▶ PROVIDED MATERIAL:

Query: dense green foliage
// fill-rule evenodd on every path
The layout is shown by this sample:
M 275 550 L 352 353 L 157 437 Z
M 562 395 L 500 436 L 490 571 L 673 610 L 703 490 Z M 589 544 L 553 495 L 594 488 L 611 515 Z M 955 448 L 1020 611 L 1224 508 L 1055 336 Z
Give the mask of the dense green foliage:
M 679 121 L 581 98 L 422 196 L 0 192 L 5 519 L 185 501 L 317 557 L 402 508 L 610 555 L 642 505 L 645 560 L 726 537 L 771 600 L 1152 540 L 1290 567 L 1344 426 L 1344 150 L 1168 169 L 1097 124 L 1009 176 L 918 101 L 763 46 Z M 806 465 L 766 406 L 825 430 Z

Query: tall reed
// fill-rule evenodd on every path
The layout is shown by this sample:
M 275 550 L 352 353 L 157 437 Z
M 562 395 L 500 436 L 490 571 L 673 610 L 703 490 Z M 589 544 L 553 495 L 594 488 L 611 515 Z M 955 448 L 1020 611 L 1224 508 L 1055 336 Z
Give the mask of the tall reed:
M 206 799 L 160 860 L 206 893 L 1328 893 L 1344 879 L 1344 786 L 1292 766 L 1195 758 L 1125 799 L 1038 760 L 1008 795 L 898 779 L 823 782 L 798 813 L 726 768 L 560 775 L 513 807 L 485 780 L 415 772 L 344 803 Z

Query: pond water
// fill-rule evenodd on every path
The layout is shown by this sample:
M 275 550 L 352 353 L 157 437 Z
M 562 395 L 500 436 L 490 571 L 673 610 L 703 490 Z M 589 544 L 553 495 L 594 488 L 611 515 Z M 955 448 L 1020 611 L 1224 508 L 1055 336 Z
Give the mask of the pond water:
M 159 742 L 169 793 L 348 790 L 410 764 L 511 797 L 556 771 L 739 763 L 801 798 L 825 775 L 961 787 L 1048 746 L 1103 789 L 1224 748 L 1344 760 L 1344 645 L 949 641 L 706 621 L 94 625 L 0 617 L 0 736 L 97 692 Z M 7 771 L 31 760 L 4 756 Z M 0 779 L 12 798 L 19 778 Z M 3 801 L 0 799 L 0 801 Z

▶ EXERCISE TASK:
Reproduce the records from the line containing "Query: tall reed" through the line containing "M 206 799 L", altering "sample" to "specimen" and leaving all else unchanged.

▶ REPLY TO THE TASK:
Query: tall reed
// fill-rule evenodd on every path
The layout is shown by this specimen:
M 275 550 L 352 353 L 157 437 Z
M 562 395 L 500 436 L 490 571 L 673 610 L 703 490 Z M 589 544 L 553 495 L 594 488 L 611 515 Z M 955 448 L 1020 611 L 1224 508 L 1055 336 Z
Give the mask of the tall reed:
M 206 799 L 160 860 L 206 893 L 1328 893 L 1344 879 L 1344 786 L 1292 766 L 1195 758 L 1125 799 L 1038 760 L 1008 795 L 898 779 L 823 782 L 798 813 L 726 768 L 560 775 L 513 807 L 485 780 L 415 772 L 344 803 Z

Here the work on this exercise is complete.